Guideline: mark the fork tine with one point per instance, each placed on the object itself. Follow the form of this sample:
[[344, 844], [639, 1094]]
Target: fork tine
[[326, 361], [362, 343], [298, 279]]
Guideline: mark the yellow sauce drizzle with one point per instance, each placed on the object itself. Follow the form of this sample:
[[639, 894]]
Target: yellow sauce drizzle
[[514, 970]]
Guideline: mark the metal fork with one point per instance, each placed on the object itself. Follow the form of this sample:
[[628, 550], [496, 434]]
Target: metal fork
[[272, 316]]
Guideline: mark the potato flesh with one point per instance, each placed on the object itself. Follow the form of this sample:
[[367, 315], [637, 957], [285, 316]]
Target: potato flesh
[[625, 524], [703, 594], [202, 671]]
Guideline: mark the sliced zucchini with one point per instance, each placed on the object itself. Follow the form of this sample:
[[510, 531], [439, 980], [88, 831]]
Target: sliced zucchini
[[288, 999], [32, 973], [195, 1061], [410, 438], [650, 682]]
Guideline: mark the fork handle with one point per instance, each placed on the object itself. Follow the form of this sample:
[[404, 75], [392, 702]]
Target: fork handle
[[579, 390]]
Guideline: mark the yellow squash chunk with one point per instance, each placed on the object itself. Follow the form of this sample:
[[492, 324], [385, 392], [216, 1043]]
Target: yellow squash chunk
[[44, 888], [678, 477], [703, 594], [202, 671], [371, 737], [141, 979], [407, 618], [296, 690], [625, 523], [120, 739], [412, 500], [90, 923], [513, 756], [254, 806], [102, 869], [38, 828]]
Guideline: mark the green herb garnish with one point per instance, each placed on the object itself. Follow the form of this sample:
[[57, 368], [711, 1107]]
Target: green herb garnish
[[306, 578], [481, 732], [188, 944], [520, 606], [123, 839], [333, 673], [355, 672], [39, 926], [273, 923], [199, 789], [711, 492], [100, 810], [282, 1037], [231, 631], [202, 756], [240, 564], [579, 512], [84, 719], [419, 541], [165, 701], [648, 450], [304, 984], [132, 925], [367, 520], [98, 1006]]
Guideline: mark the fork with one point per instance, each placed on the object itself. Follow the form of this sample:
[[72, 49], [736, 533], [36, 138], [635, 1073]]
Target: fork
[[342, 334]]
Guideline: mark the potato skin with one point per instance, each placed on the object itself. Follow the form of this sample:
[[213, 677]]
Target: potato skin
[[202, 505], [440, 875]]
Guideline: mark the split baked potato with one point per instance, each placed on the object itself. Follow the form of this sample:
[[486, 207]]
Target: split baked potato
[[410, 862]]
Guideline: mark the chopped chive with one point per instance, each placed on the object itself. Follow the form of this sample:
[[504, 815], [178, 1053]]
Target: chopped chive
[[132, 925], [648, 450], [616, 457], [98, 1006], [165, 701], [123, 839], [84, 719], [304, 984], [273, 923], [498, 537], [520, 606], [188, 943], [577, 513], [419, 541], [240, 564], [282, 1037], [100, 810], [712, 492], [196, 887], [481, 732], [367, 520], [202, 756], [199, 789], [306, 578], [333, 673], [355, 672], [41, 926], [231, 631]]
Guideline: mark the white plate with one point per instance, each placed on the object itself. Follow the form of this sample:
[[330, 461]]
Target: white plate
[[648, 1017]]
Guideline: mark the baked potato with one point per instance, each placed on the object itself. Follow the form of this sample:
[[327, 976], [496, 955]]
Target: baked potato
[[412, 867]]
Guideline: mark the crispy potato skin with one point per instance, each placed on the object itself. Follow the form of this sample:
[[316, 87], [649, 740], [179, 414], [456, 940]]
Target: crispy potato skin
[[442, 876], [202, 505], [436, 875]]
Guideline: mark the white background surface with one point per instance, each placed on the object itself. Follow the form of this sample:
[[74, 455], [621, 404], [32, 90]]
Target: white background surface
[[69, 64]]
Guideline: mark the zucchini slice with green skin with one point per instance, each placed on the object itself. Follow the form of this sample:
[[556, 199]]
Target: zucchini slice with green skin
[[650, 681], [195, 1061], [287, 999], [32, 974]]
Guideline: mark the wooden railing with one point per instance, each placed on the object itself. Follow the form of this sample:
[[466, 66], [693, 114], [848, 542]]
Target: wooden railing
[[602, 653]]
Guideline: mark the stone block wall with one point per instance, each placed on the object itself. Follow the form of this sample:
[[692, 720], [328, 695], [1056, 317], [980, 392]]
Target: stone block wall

☆ ☆ ☆

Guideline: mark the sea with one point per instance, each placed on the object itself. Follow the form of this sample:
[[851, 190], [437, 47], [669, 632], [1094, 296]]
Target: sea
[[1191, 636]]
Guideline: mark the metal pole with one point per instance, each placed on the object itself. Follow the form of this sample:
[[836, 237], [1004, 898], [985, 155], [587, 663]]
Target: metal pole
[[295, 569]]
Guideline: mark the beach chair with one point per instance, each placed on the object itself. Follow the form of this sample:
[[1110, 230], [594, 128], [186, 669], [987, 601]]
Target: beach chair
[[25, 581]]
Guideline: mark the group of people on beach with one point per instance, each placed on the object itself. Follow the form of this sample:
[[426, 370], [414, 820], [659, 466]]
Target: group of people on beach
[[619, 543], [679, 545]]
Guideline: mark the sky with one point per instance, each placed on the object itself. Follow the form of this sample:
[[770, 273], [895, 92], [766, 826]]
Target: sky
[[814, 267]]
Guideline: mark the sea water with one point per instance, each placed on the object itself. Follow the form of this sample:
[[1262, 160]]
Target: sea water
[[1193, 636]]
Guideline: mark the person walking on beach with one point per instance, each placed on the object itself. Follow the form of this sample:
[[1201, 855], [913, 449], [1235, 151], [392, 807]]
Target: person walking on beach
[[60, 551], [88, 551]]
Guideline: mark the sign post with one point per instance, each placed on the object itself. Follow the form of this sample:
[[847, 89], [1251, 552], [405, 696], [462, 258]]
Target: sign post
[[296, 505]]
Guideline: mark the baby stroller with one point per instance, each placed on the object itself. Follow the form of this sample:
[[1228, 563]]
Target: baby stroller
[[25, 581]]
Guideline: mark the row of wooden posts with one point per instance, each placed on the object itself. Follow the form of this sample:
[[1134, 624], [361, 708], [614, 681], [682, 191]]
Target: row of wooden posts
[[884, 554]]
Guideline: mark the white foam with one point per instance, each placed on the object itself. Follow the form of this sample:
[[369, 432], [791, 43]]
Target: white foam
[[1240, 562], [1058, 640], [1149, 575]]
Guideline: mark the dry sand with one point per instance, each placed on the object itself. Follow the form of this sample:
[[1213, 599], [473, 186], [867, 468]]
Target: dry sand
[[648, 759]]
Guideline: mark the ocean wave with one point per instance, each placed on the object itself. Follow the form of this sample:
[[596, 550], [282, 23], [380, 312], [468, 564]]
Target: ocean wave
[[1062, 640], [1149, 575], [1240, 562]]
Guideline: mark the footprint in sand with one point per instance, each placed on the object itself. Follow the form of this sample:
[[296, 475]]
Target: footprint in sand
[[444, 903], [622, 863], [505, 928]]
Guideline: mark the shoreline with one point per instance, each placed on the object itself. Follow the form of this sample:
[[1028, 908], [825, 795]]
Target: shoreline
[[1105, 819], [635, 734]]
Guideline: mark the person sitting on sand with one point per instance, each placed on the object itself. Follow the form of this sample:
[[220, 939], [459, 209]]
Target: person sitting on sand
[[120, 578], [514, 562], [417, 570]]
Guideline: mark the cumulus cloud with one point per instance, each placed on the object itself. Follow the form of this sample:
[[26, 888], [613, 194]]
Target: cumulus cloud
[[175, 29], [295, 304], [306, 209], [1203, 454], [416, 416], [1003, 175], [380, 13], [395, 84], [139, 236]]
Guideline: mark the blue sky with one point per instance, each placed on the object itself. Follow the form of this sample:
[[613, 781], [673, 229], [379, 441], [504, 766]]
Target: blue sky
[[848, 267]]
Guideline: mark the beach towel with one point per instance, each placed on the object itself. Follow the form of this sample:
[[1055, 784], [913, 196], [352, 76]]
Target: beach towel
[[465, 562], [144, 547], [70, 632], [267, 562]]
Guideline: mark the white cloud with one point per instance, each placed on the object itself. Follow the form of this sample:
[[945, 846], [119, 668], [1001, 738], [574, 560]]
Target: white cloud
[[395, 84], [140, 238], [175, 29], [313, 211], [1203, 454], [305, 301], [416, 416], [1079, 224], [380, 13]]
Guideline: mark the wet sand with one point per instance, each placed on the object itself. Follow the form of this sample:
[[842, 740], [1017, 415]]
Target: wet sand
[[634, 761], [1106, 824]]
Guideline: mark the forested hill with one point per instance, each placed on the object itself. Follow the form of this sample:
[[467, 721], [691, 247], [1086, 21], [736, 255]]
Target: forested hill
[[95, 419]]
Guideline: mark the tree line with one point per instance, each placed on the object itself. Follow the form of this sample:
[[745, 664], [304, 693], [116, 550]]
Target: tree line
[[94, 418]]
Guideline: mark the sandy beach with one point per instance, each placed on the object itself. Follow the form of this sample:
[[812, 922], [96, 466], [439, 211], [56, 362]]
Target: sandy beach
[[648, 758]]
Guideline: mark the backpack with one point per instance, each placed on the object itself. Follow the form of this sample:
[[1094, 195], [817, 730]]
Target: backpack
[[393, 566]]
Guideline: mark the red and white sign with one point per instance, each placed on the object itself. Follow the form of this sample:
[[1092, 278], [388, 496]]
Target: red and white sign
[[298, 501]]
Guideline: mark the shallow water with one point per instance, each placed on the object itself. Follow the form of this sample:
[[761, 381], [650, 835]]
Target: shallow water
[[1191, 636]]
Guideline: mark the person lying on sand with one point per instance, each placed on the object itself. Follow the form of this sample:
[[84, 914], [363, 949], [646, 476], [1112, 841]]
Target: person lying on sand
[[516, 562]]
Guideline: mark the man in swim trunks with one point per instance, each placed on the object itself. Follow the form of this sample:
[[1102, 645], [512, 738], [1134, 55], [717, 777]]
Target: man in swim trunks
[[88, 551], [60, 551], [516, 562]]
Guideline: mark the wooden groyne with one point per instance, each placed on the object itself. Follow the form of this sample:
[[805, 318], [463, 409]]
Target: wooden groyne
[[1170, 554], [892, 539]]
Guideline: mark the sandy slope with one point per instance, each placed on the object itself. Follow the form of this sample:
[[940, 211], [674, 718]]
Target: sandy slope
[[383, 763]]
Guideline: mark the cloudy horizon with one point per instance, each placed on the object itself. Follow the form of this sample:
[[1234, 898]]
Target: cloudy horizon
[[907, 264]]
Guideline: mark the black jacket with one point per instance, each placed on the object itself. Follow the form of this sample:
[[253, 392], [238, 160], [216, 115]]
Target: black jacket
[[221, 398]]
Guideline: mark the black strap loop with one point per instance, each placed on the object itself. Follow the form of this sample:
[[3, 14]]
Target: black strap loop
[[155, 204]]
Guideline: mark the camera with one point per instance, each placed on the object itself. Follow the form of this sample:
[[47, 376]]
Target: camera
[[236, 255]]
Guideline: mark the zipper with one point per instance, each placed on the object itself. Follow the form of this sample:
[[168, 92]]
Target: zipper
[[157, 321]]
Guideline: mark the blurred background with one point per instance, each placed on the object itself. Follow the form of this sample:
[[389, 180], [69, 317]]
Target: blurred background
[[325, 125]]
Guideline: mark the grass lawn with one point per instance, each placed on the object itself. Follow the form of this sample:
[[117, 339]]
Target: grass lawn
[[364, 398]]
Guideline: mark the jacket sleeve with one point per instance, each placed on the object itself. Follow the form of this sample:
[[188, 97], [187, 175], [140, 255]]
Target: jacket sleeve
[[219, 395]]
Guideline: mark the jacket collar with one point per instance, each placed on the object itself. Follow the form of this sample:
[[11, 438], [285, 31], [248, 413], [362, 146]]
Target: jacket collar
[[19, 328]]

☆ ☆ ☆

Rescale the items between the lines holding "Guideline: mark the yellow sauce" and "[[288, 999], [32, 973], [195, 1061], [410, 438], [650, 682]]", inclusive. Write out every one of those lines again, requests included, with each point coordinate in the answers multiplied by 0.4 and rounded to a whole number, halves rounding up, and leave the requests and their sample points unchanged.

Guideline: mark the yellow sauce drizzle with one point per instance, each placed on the object itself. Follow the form of this sample:
[[639, 894]]
Target: yellow sauce drizzle
[[206, 388]]
Guideline: mark the metal fork with one point per instance, each placed on the object itself. Follow the form of this sample:
[[628, 550], [496, 434]]
Target: metal fork
[[109, 126]]
Guideline: mark the potato flesh with one point per instance, each placed on the object itself. Follow the form of this sample:
[[367, 315], [637, 957], [285, 316]]
Target: potato flesh
[[250, 210], [281, 238], [81, 268]]
Guideline: mark the sliced zucchini with one point per instance, each placed on the object itself. Follow the form of this sample:
[[510, 531], [439, 980], [88, 831]]
Target: sliced zucchini
[[115, 400], [13, 389], [78, 424], [164, 175], [260, 273]]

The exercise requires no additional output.